**WHAT YOU WILL DO:** In the records below, write out word for word the lines from the one holding "the red dress" through the one holding "Target: red dress", both included.
-- Start MATERIAL PROVIDED --
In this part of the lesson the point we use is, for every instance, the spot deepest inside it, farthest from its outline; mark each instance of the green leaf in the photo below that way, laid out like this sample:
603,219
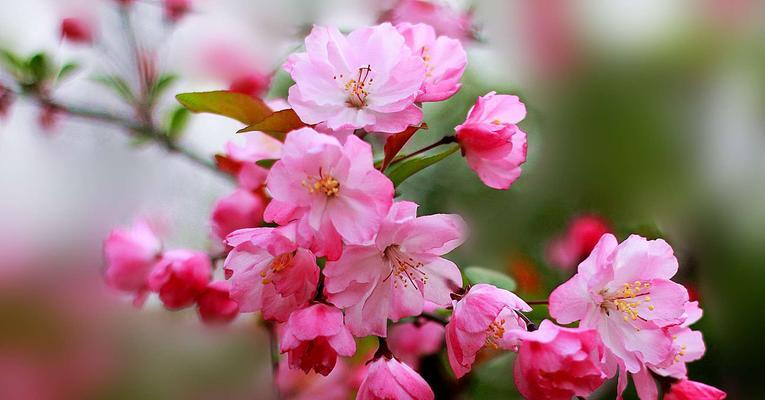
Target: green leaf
240,107
400,171
484,275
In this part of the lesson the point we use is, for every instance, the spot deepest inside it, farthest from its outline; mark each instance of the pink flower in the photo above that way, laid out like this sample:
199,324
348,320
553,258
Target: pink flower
130,255
314,336
368,80
491,141
576,244
624,291
333,191
412,340
559,363
445,20
388,378
269,272
215,306
241,209
180,277
392,276
690,390
445,60
485,317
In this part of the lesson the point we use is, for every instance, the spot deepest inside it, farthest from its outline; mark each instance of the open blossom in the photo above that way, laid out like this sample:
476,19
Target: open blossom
130,255
313,338
559,363
690,390
333,191
493,144
367,80
215,306
180,277
388,378
445,60
269,272
485,317
392,276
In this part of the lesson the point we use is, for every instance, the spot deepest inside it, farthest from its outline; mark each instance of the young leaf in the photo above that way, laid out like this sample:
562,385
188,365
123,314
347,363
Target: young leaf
490,276
277,124
404,169
245,109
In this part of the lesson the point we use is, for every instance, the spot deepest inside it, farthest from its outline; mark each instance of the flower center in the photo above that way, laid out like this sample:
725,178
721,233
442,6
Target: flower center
404,269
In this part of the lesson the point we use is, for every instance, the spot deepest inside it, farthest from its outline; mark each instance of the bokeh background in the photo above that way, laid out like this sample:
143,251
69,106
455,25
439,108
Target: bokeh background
647,114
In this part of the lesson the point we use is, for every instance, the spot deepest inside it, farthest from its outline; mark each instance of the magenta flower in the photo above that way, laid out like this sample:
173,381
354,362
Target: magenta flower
556,363
493,144
314,336
388,378
180,277
367,80
333,191
392,276
485,317
269,272
130,255
445,60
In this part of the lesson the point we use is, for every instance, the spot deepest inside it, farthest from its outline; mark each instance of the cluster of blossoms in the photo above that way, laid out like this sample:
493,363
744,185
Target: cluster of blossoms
341,258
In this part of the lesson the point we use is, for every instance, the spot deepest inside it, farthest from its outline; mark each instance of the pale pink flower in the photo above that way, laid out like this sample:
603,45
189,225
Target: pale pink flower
368,79
559,363
313,338
333,191
394,275
180,277
493,144
445,60
215,306
269,272
240,209
130,254
691,390
388,378
485,316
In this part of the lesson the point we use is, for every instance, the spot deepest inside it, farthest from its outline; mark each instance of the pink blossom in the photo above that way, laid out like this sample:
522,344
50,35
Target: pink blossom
576,244
392,276
493,144
215,306
690,390
333,191
559,363
485,317
180,277
130,255
314,336
388,378
445,60
241,209
412,340
269,272
368,79
444,19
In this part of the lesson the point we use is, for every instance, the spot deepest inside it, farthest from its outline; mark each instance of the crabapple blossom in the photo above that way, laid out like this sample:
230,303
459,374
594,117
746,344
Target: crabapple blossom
180,277
368,79
332,191
314,336
393,276
130,255
269,272
493,144
485,316
388,378
559,363
445,60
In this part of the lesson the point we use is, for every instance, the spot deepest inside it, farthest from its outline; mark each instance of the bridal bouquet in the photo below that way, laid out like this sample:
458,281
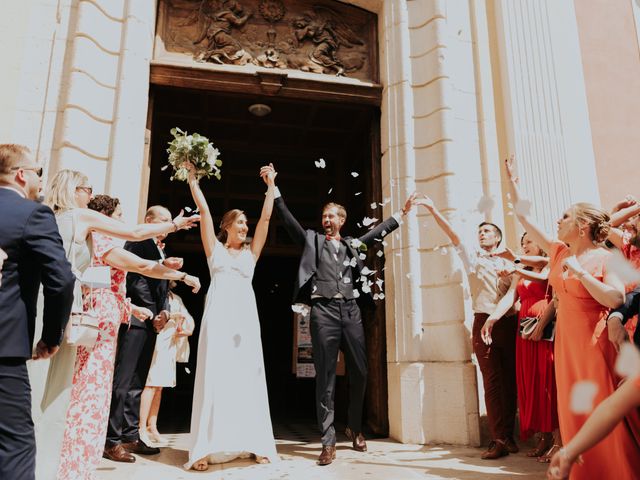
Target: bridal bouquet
195,149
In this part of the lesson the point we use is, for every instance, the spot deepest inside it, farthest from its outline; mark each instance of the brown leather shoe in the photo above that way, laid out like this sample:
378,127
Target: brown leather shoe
496,449
140,448
359,444
327,455
117,453
511,445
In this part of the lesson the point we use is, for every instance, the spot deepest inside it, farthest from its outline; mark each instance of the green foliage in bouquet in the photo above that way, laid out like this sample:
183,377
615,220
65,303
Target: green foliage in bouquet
195,149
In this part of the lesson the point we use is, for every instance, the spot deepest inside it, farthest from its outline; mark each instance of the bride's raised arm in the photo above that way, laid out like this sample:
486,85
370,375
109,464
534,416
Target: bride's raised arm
268,174
207,230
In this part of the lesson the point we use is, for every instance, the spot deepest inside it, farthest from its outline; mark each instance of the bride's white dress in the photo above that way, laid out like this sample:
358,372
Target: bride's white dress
230,416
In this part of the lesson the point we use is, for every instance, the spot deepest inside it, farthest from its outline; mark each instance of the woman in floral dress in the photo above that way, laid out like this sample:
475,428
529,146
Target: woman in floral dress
88,412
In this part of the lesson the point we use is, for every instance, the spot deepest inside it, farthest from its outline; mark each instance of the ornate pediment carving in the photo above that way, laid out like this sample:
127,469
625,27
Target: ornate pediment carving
322,37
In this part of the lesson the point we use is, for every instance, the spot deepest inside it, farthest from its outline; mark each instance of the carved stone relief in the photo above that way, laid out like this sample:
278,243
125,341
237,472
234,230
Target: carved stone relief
323,37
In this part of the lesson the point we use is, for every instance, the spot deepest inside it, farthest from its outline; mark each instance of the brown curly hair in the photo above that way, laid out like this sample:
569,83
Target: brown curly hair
104,204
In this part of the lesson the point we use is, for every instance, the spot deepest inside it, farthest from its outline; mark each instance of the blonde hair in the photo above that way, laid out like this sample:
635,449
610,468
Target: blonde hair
595,218
227,220
10,155
61,194
342,212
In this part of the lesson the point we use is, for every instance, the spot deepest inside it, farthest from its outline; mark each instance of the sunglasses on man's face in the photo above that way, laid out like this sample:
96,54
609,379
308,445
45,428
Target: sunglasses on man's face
38,170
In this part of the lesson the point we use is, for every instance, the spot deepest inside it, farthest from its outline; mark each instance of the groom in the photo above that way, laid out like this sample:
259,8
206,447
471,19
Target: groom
327,281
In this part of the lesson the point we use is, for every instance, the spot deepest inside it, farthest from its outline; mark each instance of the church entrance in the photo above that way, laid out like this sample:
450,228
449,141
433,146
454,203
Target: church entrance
324,150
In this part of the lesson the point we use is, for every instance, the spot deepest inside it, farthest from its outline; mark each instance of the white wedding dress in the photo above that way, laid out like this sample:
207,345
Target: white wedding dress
230,416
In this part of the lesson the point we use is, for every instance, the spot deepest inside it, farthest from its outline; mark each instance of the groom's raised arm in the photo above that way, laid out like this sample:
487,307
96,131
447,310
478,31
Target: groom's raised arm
291,225
388,225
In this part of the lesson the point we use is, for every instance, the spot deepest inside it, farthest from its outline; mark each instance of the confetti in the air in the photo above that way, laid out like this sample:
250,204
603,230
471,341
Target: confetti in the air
523,207
582,396
628,361
300,308
618,264
367,271
485,204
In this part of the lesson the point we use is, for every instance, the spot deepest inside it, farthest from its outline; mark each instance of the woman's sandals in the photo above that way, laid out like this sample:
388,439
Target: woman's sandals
201,465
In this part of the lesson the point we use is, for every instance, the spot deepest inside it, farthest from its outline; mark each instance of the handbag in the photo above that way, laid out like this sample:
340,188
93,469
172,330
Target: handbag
83,326
529,324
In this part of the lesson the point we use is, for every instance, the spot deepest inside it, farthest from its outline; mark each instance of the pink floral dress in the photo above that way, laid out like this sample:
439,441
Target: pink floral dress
88,413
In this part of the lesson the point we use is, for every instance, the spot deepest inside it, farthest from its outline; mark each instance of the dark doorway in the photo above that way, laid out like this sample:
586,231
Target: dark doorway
296,135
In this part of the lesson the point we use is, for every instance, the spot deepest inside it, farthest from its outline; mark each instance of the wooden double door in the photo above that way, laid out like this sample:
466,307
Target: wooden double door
298,137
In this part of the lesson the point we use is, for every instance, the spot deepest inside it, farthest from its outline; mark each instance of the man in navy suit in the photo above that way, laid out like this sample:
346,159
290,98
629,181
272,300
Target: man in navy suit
35,255
328,277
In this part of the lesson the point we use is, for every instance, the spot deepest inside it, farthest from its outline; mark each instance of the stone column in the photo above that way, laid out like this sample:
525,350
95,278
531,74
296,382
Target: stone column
544,104
436,91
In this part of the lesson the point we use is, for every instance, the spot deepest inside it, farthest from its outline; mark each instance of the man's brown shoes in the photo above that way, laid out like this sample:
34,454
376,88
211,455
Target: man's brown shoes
117,453
496,449
327,455
359,444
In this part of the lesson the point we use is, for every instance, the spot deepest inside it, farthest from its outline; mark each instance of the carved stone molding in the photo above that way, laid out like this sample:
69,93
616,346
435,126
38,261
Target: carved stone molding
318,36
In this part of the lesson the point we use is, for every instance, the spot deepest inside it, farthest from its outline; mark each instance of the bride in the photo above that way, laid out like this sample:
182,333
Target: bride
230,416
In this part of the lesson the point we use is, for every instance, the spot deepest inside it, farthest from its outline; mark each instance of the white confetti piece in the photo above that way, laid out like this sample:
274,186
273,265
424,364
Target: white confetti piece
522,207
625,270
367,271
485,204
628,361
300,308
582,395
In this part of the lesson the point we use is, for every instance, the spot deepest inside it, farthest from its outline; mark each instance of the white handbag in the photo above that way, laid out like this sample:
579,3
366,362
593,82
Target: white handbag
83,326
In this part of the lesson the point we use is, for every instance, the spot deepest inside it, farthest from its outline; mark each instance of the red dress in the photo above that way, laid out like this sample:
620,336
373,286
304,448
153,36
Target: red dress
88,413
535,376
583,352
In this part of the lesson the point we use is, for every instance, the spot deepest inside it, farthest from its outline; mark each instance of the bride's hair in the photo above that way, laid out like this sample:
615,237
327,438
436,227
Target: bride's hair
227,220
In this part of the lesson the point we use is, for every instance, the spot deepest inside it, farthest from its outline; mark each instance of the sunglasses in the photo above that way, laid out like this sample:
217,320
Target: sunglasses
39,170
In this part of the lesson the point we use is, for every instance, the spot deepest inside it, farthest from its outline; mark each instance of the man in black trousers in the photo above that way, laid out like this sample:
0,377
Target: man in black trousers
328,278
35,255
135,348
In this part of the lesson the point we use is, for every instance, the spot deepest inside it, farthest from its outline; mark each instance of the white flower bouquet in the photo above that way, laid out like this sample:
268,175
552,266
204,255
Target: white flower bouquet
196,150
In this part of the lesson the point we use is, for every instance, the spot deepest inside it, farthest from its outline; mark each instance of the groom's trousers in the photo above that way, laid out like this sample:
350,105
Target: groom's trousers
133,360
336,324
17,439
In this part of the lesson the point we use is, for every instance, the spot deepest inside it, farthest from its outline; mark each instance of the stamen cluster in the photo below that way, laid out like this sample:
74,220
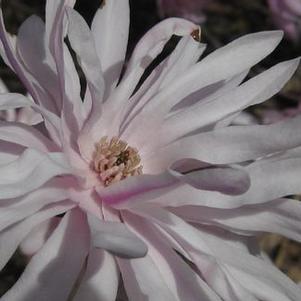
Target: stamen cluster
114,160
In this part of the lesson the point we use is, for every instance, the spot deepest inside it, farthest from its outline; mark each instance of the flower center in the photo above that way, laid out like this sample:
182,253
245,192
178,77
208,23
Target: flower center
114,160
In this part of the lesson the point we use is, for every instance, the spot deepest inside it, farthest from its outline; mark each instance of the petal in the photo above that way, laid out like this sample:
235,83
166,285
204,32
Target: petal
31,170
116,238
120,192
186,53
20,208
35,240
160,33
232,181
222,64
177,274
111,36
25,135
11,237
229,145
268,283
101,278
140,285
34,54
56,264
254,91
279,216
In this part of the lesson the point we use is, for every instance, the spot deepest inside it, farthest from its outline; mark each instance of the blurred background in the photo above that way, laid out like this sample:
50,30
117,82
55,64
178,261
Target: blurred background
221,22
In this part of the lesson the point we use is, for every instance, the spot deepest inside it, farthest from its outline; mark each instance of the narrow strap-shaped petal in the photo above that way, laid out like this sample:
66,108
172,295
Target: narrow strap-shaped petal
100,281
110,29
25,135
137,186
279,216
37,237
160,32
254,91
116,238
186,53
32,50
244,52
31,170
232,181
10,238
140,285
268,283
179,277
230,144
57,262
17,209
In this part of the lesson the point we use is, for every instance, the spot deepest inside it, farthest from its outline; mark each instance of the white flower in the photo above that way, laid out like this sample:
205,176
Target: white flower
135,177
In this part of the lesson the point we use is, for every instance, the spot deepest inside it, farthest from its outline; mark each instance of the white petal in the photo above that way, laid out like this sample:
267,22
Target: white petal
232,181
160,32
230,144
279,216
110,29
11,237
26,136
35,240
142,285
52,272
34,54
101,278
218,66
17,209
177,274
116,238
254,91
124,190
31,170
268,282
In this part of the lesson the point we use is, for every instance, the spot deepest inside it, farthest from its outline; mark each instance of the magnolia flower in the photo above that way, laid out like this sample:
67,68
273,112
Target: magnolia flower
287,15
188,9
144,181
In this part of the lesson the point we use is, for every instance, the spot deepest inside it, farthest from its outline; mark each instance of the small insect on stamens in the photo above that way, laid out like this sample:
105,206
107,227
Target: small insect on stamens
196,34
114,160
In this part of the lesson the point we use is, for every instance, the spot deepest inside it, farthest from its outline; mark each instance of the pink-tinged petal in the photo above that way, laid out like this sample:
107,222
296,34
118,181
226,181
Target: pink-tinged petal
10,55
31,170
279,216
101,278
14,101
232,181
17,209
9,152
78,31
184,56
160,33
53,9
229,145
25,135
10,238
267,281
59,261
120,192
254,91
215,274
218,66
271,180
9,101
140,285
177,274
111,37
35,240
116,238
32,51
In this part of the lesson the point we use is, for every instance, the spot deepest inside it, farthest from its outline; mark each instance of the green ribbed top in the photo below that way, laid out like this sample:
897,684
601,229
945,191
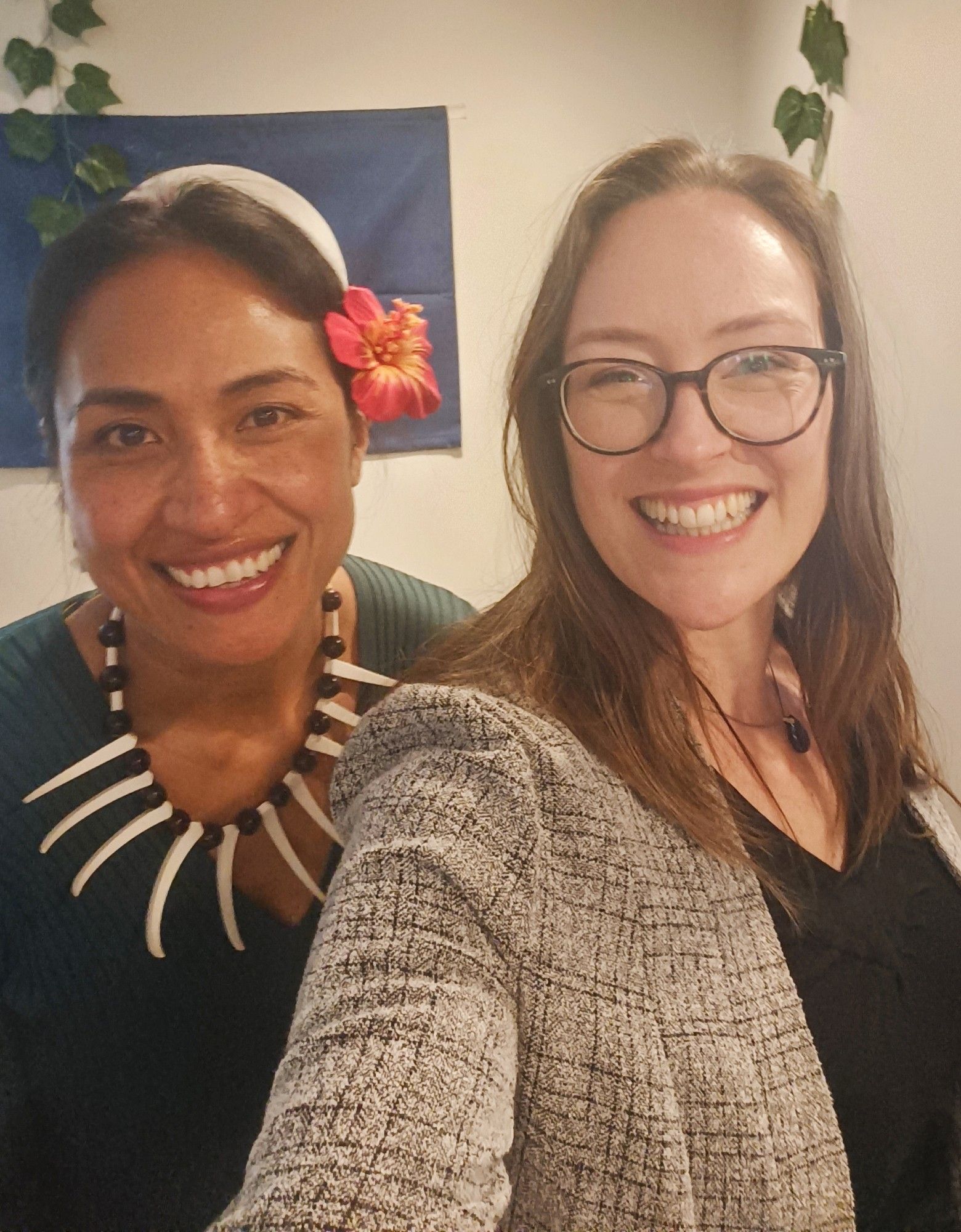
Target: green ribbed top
132,1088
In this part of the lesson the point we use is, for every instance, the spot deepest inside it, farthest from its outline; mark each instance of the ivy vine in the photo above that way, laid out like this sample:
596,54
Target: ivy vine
800,118
83,91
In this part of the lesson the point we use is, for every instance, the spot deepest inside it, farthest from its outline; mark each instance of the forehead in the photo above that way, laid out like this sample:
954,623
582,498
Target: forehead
187,317
682,264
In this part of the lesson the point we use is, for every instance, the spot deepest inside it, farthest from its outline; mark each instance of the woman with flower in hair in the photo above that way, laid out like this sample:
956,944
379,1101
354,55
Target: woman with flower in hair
206,381
650,917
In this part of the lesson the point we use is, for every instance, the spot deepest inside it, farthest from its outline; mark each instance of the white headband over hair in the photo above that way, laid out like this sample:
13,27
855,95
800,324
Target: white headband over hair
164,187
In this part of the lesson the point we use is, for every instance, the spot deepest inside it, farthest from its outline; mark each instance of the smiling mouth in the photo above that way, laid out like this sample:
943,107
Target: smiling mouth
227,573
707,518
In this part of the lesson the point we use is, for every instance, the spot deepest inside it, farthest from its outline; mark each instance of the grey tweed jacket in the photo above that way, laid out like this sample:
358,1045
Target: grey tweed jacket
534,1005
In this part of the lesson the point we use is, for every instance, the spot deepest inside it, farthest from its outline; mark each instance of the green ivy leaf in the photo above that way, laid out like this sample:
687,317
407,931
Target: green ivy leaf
104,169
30,136
91,93
825,46
821,147
75,17
54,219
799,116
31,66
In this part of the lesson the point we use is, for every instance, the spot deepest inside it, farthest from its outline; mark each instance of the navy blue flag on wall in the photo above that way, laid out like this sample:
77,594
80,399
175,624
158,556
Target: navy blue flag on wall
380,178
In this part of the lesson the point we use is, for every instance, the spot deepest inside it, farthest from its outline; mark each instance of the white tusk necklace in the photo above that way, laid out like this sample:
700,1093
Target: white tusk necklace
188,833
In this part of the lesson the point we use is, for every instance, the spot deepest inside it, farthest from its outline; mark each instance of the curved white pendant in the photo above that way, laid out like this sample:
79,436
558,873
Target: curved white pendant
352,672
280,841
169,869
226,885
99,758
323,745
116,792
184,843
335,710
302,795
124,836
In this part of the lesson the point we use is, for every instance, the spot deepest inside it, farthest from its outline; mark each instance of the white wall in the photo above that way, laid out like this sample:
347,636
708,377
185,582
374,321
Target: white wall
549,91
895,167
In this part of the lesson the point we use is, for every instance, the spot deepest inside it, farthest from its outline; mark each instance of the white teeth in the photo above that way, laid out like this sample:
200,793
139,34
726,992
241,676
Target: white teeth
230,571
725,514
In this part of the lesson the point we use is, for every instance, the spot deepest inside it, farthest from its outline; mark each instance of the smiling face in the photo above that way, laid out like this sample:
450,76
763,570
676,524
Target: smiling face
208,455
676,282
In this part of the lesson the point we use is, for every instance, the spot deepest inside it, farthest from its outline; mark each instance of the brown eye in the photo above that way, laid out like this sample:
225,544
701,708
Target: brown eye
128,437
267,417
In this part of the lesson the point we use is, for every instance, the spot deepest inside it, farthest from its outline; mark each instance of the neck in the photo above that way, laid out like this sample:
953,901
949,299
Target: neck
169,689
732,662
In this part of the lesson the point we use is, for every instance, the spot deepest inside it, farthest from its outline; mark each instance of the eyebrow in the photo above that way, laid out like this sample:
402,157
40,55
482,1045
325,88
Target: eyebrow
130,397
639,338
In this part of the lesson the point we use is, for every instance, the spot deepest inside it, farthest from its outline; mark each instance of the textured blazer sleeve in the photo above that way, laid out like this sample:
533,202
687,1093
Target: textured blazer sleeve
394,1104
-- End MATERIAL PROVIDED --
**EXERCISE ANSWER:**
In this part of the lesson the point we use is, for every instance, the spot deepest inside it, farthest from its outline; mark each instance of the red dress in the photo above that way, laid out like this sample:
620,336
373,286
304,448
153,36
Target: red dress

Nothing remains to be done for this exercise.